◆ **Description of the task**
In the article on anonymous tips below, write out the passage from "Court Issue: When" to "searching the truck." again, switching "marijuana" to "cannabis".

◆ **Text shown**
Court Issue: When Can Anonymous Tips Justify Stopping, Searching Vehicles?


A 2008, drug bust along the Northern California coast prompted Supreme Court scrutiny yesterday into the proper use of anonymous tips, McClatchy Newspapers report. Alerted by a call about a reckless driver, California Highway Patrol officers stopped a pickup, finding a driver, a passenger and, eventually, four odoriferous bags stuffed with 30 pounds of marijuana. The routine arrest has triggered a national controversy over whether the anonymous tip was sufficient evidence to justify stopping and searching the truck.

◆ **Data to examine**

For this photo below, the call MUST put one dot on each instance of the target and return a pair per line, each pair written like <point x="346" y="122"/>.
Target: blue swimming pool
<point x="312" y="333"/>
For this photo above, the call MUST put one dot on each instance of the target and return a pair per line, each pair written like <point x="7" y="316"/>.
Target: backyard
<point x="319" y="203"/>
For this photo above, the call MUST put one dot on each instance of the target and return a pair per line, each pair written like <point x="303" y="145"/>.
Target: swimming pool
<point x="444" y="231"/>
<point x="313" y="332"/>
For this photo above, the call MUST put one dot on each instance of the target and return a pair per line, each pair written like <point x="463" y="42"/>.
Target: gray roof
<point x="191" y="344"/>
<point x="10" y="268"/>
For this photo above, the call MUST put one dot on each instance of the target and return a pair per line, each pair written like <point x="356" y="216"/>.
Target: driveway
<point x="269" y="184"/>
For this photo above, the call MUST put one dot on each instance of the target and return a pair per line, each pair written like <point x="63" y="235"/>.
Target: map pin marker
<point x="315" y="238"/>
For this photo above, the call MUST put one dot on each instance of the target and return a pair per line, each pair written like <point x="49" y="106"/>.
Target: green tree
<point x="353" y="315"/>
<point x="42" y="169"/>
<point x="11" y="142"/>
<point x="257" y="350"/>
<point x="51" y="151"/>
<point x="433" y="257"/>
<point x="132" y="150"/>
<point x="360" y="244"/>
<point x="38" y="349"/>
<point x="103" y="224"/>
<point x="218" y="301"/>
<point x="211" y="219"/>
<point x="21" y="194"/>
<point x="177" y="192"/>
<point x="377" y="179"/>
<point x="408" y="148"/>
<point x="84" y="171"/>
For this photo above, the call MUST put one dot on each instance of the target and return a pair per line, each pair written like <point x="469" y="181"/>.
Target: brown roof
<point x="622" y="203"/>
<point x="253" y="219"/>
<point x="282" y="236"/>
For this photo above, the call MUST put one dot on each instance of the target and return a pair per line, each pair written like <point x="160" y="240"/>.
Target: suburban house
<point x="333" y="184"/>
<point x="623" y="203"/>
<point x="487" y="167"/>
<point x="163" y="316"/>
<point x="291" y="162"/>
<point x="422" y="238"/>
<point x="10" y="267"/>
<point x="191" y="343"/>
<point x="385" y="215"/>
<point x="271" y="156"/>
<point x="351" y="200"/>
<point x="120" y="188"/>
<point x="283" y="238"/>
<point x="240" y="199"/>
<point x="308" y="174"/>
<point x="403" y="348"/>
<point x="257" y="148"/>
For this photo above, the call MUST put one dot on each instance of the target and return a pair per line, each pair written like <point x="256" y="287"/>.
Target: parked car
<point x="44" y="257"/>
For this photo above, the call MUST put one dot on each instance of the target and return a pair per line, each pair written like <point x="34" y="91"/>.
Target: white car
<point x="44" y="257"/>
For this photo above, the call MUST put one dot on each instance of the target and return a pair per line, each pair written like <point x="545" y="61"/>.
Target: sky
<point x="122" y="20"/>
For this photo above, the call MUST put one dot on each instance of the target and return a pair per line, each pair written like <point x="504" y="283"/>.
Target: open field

◆ **Output below**
Court Issue: When Can Anonymous Tips Justify Stopping, Searching Vehicles?


A 2008, drug bust along the Northern California coast prompted Supreme Court scrutiny yesterday into the proper use of anonymous tips, McClatchy Newspapers report. Alerted by a call about a reckless driver, California Highway Patrol officers stopped a pickup, finding a driver, a passenger and, eventually, four odoriferous bags stuffed with 30 pounds of cannabis. The routine arrest has triggered a national controversy over whether the anonymous tip was sufficient evidence to justify stopping and searching the truck.